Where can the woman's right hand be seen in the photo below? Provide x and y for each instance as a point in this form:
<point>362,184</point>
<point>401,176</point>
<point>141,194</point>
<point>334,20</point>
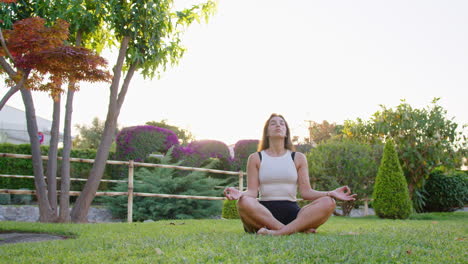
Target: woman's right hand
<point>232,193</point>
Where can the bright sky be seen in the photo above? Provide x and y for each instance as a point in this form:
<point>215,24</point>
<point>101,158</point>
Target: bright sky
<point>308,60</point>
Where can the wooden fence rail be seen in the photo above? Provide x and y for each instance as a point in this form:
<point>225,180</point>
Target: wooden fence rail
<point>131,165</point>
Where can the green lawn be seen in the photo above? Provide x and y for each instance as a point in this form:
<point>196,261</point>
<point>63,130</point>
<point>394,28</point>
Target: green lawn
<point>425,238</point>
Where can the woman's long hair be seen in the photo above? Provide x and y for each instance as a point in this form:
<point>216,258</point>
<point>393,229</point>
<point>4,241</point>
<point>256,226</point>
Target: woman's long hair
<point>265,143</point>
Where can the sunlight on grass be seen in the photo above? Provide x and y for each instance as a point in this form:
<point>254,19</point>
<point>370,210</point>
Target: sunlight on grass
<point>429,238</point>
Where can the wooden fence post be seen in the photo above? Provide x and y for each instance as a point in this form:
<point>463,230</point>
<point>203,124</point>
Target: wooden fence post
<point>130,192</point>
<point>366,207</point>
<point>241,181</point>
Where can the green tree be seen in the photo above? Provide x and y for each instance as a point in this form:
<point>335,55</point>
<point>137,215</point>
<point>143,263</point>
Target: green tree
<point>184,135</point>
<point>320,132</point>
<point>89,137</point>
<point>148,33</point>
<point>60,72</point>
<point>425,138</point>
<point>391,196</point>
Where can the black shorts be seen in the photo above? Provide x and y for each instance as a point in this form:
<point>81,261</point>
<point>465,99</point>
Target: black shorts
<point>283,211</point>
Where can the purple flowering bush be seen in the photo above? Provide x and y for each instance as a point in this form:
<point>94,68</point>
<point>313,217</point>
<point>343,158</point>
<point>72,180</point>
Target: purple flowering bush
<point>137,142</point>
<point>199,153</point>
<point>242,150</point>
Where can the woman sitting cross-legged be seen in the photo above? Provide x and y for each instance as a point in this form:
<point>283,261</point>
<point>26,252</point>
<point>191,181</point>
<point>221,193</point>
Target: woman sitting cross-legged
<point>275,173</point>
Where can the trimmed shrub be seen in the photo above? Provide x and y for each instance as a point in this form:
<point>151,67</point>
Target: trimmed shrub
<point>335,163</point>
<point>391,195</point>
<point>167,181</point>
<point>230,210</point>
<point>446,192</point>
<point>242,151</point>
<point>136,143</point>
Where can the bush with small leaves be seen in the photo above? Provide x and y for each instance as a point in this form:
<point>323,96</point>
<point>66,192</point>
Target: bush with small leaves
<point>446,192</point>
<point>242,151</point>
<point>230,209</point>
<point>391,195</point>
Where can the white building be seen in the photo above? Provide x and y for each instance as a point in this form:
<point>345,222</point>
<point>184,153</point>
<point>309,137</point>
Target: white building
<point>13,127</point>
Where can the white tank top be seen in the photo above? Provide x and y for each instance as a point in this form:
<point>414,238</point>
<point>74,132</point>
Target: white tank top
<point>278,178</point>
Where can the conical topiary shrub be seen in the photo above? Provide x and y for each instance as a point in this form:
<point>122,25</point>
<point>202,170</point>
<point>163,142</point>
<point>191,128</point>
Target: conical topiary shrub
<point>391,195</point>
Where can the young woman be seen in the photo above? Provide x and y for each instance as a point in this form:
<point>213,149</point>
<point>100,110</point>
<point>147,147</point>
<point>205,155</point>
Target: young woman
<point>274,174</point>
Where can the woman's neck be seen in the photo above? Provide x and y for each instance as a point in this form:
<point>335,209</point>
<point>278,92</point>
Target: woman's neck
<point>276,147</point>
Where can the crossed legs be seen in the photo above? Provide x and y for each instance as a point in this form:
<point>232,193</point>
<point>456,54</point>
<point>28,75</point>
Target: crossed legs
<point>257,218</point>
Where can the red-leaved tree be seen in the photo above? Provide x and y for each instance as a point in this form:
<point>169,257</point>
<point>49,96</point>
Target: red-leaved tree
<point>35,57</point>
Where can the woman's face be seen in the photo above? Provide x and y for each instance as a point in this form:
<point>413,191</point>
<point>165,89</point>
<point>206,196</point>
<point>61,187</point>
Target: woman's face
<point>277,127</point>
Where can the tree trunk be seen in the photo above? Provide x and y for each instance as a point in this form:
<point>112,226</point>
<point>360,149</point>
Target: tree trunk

···

Problem to work on:
Please copy the lines above from the line with "<point>72,180</point>" up to and including the line with "<point>283,261</point>", exactly as written and with nothing else.

Answer to this task:
<point>72,180</point>
Target: purple flowering bush
<point>137,142</point>
<point>199,153</point>
<point>242,150</point>
Where can the woman sitting cross-legged be seen in the photo above? Provide x and y for each instance as a point in this form:
<point>283,261</point>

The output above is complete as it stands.